Some records:
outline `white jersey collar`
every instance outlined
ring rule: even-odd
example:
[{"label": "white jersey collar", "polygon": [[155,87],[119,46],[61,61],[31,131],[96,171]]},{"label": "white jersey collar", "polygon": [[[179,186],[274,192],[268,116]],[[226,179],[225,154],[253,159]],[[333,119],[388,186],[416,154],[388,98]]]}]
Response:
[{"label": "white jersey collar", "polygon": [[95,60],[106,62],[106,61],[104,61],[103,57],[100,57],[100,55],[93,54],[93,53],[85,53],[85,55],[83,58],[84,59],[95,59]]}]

Your goal - Rewrite all of the records above as a numbered list, leaving out any blank lines.

Output for this exercise -
1. outline `white jersey collar`
2. every instance outlined
3. ring rule: even-odd
4. example:
5. [{"label": "white jersey collar", "polygon": [[155,87],[119,46],[61,61],[31,131],[96,171]]},{"label": "white jersey collar", "polygon": [[[179,186],[274,192],[268,116]],[[226,179],[225,154],[253,159]],[[333,119],[388,186],[416,154],[388,98]]]}]
6. Response:
7. [{"label": "white jersey collar", "polygon": [[95,60],[106,62],[106,61],[104,61],[103,57],[100,57],[100,55],[93,54],[93,53],[85,53],[85,55],[83,58],[84,59],[95,59]]}]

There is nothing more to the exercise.